Start of Block

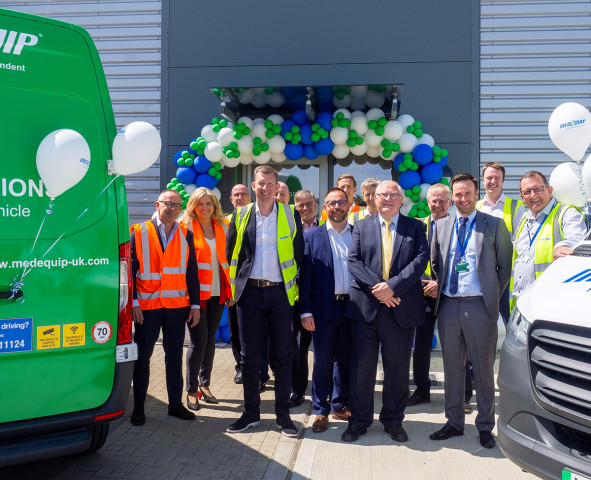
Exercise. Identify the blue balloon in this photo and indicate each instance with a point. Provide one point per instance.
(306, 133)
(206, 180)
(310, 153)
(293, 151)
(300, 117)
(409, 179)
(324, 146)
(186, 175)
(431, 173)
(201, 164)
(422, 154)
(323, 119)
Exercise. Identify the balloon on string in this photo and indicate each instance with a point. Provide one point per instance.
(567, 183)
(569, 128)
(135, 148)
(63, 158)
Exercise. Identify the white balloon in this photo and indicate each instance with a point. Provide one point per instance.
(344, 111)
(359, 124)
(405, 120)
(275, 100)
(245, 144)
(567, 182)
(213, 152)
(276, 144)
(426, 139)
(393, 130)
(359, 150)
(208, 133)
(63, 158)
(136, 147)
(341, 151)
(374, 114)
(372, 139)
(570, 129)
(226, 136)
(339, 135)
(407, 142)
(586, 173)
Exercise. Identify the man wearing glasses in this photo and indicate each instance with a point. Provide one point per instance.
(388, 255)
(165, 295)
(549, 230)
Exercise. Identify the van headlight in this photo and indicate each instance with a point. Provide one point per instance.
(517, 329)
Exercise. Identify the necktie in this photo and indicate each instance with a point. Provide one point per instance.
(453, 281)
(387, 250)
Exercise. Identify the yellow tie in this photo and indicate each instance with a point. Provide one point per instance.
(386, 250)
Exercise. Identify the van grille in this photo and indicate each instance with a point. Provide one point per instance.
(560, 364)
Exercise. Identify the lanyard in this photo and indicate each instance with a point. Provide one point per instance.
(465, 245)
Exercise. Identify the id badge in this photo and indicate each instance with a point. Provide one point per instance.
(461, 267)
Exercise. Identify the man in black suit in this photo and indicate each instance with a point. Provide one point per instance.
(386, 304)
(266, 245)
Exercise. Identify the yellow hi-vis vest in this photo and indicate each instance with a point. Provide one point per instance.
(550, 234)
(286, 231)
(510, 207)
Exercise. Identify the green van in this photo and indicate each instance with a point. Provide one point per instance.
(66, 354)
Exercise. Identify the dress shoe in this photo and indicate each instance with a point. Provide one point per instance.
(179, 411)
(353, 433)
(193, 406)
(207, 396)
(396, 432)
(486, 439)
(296, 400)
(342, 414)
(416, 399)
(245, 422)
(320, 424)
(447, 431)
(138, 417)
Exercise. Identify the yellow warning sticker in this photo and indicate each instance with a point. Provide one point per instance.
(48, 337)
(74, 335)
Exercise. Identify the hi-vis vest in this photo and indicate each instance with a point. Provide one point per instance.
(203, 254)
(286, 230)
(161, 279)
(510, 207)
(550, 234)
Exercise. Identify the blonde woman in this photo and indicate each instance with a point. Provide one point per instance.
(203, 216)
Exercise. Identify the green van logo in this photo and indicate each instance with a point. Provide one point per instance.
(14, 42)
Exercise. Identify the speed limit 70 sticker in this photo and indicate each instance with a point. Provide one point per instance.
(101, 332)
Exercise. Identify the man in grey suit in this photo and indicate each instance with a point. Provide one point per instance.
(471, 261)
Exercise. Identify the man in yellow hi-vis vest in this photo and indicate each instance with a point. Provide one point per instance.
(266, 245)
(548, 231)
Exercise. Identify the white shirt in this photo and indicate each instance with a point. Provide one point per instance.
(266, 257)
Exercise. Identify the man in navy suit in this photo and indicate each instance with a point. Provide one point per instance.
(324, 290)
(388, 255)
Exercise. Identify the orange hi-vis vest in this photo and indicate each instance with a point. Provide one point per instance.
(161, 279)
(203, 253)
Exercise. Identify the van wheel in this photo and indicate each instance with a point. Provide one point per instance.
(99, 435)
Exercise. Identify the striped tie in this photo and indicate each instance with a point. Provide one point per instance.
(386, 250)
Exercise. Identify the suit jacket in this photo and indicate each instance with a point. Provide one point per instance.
(409, 260)
(246, 256)
(317, 286)
(192, 274)
(494, 252)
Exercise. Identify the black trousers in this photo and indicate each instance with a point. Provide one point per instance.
(172, 321)
(264, 316)
(202, 347)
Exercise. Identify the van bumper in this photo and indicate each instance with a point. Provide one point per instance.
(67, 434)
(537, 440)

End of Block

- [Instructions to follow]: The answer must be an exact copy of the records, with no pictures in it.

- [Completed exercise]:
Exercise. Identify the blue balloon in this photo and indicate each instance with a point. Provide one point per instance.
(306, 133)
(206, 180)
(310, 153)
(293, 151)
(300, 117)
(409, 179)
(324, 146)
(186, 175)
(431, 173)
(201, 164)
(422, 154)
(323, 119)
Exercise. Identify the balloon on string in this photo and indicate each instance with a point. Provide one point per instance.
(567, 183)
(569, 128)
(135, 148)
(63, 158)
Exercise. Identify the white balloon in this photo and indicate each instance with a point. Provide one point per instance.
(344, 111)
(359, 124)
(405, 120)
(275, 100)
(245, 144)
(567, 182)
(213, 152)
(276, 144)
(426, 139)
(393, 130)
(359, 150)
(208, 133)
(63, 158)
(136, 147)
(341, 151)
(374, 114)
(372, 139)
(570, 129)
(226, 136)
(339, 135)
(407, 142)
(586, 173)
Exercise. Identify the man wearing glasses in this photo and indicate each instance with a point. Provide one point per instance.
(388, 255)
(165, 295)
(549, 230)
Exercise. Identify the van headlight in this photo and indicate each instance with a point. Provide one point per instance.
(517, 329)
Exercise. Identify the necktie in this photo and indicate each instance with a point. Provide one point per instance.
(453, 281)
(387, 250)
Exercise. Identify the yellow tie in this photo and indicate each instance with a point. Provide one point per instance.
(386, 250)
Exercise. Identify the van grille in this photo and indicate each instance with a point. Provide one point per instance.
(560, 364)
Exercise. Identify the lanyard in this photo and indicate each instance with a point. Provide one point per instance.
(465, 245)
Exercise. Identify the id badge in this photo and indicate each instance with a point. Provide one point per instance.
(461, 267)
Exercise. Identify the man in black suit in this photo and indicate each instance with a point. Provide one point per instance.
(386, 304)
(266, 245)
Exercise. Identify the yellow hi-vis vest in this photo and indicate each instance with a point. Provide one point per instance.
(550, 234)
(286, 231)
(510, 207)
Exercise. Identify the green van in this photo and indicate each instance with a point. Provide one point per instance.
(66, 354)
Exercise. Identify the dress shoe in this photo and indicate each instance with a point. Provide one point per instance.
(179, 411)
(353, 433)
(193, 406)
(207, 396)
(396, 432)
(486, 439)
(296, 400)
(342, 414)
(416, 399)
(245, 422)
(320, 424)
(447, 431)
(138, 417)
Exercise. Identify the yellow warning sticker in this photo and indicate each instance with a point. Provide one point per instance.
(48, 337)
(74, 335)
Exercise. Identify the hi-vis vest in this photo and indicate each instance with a point. Provide one point per instance.
(203, 254)
(286, 230)
(161, 279)
(510, 207)
(550, 234)
Exercise. Identify the blonde woman in this photo and indicate each instance with a point. Provide one point per instance.
(203, 216)
Exercise. Identify the green van logo in this photo and indicate each instance with a point. Provide one point per instance.
(14, 42)
Exercise. Identify the speed limit 70 sticker in this photo and indicate each instance with a point. Provide one point per instance.
(101, 332)
Exercise. Identify the man in grey suit in this photo and indicate each instance with a point. Provide one point per instance.
(471, 261)
Exercise. Identify the man in yellow hi-vis vest in this photo and indicate each instance with a point. Provide one point per instance.
(266, 245)
(548, 231)
Exercise. Identify the white shirt in this photo and indicate each instance with a point. Provide one point per instance.
(266, 257)
Exercise. Identify the man in navy suit in this photo and indicate each instance with a point. Provide one point per instance.
(324, 290)
(388, 255)
Exercise. Identify the orange hi-vis vest in this photo and indicate each instance with a point. Provide one point per instance.
(161, 279)
(203, 253)
Exercise. Identify the van wheel in this photo and indicate each instance with a point. Provide one point per instance.
(99, 435)
Exercise. Identify the striped tie in this photo and indicate each instance with a point. Provide one point per instance.
(386, 250)
Exercise. Identify the suit jacket in this photo and indicate each instance with a point. Provide one point per instance.
(409, 260)
(246, 256)
(317, 286)
(192, 274)
(494, 252)
Exercise. Identify the black trousers in this photo and indicate each instance with a point. Provide one point per instance.
(172, 321)
(264, 316)
(202, 347)
Exercise. Identify the van bumper in this photo and indicate each instance with a point. Provide one point per instance.
(67, 434)
(537, 440)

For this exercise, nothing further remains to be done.